**Défi**
Modifiez le passage du texte sur le marché de l'électricité qui s'ouvre sur les mots contenant « Que faire à » et se ferme sur « de certaines activités. » : recopiez-le en remplaçant « communication » par « pédagogie ».

**Texte proposé**
====================
Comment par ailleurs apprécier aujourd’hui la pérennité de régulations qui reposent sur des fiscalisations/défiscalisations qui peuvent représenter la totalité des coûts pour 30 % de la production d’électricité d’un pays et des durées de 20 ou 30 ans ? Si une installation perd sa valeur du fait de la concurrence d’une autre technologie qui serait, elle, subventionnée à 100 %, quel mécanisme d’indemnisation sera mobilisé ? Faudra-t-il demander sa nationalisation ou son inclusion dans les « activités régulées » ? La création de filiales distinctes pour les activités régulées est peut-être une démarche préparant une injonction aux pouvoirs publics de clarifier réellement leurs options et d’en expliquer eux-mêmes les conséquences aux ménages et aux entreprises.
Cette situation provoquera des difficultés sérieuses dès 2016, les « prix de marché » de 25 €/MWh ne couvrant pas les simples dépenses directes de fonctionnement des centrales au fuel, au gaz ou au charbon ni des centrales nucléaires existantes voire de barrages hydroélectriques de taille modeste : un déficit d’exploitation qui dure plusieurs trimestres impose l’arrêt ou la mise sous cocon. Et bien
entendu de tels niveaux ne représentent que des fractions comprises entre 20 % et 50 % des coûts complets des différents moyens de production nouveaux proposés, éoliennes, photovoltaïque, hydraulique ou électronucléaire de 3e génération : les débats sur la compétitivité des technologies portent souvent sur les questions complexes d’intermittence, de réseau, stockage, capacité de piloter en temps réel la production et la consommation…, mais négligent le fait que le prix de gros de 25€/MWh doit dissuader tout nouvel investissement.
Que faire à court terme?
Une première urgence devrait être un effort de communication de l’UE pour éviter la mise en accusation des politiques climatiques et énergétiques, les citoyens n’étant pas préparés à l’idée que le développement des EnR puisse entraîner une hausse des coûts ou la délocalisation de certaines activités.
====================
**Données fournies**

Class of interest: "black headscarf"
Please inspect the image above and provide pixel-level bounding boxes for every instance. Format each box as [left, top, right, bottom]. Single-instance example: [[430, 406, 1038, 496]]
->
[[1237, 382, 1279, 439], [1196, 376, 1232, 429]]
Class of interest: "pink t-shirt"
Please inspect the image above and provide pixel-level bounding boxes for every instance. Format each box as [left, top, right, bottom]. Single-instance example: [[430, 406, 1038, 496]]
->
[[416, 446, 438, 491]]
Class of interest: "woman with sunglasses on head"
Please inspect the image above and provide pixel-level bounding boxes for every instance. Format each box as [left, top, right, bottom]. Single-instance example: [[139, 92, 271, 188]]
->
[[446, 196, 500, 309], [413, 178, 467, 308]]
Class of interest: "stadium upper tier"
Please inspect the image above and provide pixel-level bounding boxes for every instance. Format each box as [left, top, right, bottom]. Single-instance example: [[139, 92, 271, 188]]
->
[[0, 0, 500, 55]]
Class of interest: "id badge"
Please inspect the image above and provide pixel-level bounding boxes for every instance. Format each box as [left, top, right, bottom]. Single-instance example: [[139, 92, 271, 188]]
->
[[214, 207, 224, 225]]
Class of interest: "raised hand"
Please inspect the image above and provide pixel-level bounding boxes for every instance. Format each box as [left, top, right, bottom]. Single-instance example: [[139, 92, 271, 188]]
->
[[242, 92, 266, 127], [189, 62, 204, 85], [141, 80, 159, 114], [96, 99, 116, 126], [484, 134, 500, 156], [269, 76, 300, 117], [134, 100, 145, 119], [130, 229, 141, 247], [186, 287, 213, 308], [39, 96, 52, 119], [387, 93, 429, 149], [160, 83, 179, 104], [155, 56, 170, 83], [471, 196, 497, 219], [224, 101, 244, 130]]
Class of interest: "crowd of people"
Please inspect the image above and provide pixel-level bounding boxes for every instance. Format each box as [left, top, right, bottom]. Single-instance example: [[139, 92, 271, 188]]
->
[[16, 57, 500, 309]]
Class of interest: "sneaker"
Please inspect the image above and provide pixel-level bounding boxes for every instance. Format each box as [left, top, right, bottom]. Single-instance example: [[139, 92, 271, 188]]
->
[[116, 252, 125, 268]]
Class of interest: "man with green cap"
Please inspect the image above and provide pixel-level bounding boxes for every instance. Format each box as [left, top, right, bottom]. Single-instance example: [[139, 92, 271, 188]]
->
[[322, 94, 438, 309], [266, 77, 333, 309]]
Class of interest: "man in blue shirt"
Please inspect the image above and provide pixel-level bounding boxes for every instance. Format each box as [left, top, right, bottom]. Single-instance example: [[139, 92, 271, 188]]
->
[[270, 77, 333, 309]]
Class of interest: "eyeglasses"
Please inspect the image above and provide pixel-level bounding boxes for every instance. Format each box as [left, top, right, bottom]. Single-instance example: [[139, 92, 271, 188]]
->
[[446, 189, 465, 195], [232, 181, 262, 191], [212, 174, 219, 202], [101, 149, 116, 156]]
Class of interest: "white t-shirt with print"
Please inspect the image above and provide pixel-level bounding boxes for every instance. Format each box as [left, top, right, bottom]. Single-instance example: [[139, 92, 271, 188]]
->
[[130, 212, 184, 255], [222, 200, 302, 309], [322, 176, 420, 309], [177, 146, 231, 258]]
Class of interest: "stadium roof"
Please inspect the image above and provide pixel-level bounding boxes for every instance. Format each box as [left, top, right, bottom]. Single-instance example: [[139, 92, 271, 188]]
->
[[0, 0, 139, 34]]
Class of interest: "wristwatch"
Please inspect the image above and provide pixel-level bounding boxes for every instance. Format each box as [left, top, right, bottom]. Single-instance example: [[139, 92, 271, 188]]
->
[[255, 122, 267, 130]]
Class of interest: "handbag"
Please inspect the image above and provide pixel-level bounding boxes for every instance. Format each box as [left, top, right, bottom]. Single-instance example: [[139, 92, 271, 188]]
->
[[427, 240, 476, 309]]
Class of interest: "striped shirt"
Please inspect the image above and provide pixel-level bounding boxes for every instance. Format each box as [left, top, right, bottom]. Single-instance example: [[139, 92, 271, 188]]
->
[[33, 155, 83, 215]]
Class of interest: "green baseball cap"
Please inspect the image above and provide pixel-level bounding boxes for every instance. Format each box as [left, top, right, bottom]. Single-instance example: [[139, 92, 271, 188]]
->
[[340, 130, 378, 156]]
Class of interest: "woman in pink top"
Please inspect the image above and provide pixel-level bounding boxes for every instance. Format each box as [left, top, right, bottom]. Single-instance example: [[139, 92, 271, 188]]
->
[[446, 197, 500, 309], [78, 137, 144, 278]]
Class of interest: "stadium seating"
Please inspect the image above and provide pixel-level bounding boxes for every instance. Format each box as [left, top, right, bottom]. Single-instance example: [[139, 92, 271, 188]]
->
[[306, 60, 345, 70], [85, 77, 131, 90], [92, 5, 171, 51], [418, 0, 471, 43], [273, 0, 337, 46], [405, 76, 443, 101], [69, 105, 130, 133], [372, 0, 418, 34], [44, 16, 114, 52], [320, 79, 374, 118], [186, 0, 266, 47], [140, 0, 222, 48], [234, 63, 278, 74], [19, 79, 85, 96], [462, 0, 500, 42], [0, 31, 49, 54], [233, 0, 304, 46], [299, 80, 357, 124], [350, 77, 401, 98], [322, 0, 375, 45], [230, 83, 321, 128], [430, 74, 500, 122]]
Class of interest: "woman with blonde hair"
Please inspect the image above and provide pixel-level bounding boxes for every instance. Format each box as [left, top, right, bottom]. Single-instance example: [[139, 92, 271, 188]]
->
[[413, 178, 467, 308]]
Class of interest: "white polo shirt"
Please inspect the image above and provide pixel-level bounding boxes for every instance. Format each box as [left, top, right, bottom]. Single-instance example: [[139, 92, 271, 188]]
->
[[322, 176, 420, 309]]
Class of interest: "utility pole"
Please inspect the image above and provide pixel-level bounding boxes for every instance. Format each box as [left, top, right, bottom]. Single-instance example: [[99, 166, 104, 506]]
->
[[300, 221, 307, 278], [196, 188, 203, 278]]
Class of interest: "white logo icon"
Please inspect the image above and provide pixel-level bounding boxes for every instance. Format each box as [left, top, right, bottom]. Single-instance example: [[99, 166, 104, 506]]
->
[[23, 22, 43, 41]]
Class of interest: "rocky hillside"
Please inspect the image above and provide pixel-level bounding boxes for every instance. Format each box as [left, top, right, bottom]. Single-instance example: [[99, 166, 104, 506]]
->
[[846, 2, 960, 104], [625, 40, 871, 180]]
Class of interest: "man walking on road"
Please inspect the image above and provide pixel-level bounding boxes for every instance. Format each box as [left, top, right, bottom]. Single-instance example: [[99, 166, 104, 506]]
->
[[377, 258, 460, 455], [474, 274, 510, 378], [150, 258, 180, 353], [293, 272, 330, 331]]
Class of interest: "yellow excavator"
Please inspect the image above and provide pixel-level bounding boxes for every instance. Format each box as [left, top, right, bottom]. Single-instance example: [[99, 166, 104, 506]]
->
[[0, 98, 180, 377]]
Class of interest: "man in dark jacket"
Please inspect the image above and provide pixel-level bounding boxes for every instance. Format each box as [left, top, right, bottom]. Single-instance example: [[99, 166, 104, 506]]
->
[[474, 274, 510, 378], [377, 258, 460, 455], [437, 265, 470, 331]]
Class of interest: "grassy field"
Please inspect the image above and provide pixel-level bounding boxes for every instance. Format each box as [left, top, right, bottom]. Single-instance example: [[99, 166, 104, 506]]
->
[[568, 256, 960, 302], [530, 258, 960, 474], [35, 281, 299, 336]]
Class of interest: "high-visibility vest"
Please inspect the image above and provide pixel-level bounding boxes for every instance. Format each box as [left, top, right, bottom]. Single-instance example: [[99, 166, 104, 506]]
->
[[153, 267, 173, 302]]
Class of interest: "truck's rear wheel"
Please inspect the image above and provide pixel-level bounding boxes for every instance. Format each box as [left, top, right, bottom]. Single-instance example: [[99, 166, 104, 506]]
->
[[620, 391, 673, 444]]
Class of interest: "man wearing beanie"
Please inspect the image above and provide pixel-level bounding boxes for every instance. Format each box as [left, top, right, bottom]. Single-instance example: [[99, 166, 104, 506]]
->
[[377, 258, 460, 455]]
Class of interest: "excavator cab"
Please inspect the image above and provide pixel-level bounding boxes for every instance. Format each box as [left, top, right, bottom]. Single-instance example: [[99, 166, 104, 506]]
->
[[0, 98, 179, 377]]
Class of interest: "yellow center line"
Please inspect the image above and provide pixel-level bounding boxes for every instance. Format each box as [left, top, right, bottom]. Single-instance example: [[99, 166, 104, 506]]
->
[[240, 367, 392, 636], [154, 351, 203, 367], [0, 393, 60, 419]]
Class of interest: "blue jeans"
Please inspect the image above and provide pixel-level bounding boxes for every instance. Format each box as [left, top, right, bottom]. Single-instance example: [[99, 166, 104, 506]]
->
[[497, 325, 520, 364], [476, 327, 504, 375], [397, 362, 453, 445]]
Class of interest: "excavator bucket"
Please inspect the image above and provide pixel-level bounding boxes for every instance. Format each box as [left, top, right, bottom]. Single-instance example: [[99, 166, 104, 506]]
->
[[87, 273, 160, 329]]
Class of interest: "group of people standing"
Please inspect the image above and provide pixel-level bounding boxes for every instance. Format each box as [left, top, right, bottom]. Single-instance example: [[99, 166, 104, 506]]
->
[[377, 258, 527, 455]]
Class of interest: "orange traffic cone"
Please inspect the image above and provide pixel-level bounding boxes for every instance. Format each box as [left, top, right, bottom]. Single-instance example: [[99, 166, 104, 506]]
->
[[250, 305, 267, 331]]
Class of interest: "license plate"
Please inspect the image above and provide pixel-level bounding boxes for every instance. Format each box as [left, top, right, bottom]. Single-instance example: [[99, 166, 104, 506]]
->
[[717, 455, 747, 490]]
====================
**Résultat obtenu**
Que faire à court terme?
Une première urgence devrait être un effort de pédagogie de l’UE pour éviter la mise en accusation des politiques climatiques et énergétiques, les citoyens n’étant pas préparés à l’idée que le développement des EnR puisse entraîner une hausse des coûts ou la délocalisation de certaines activités.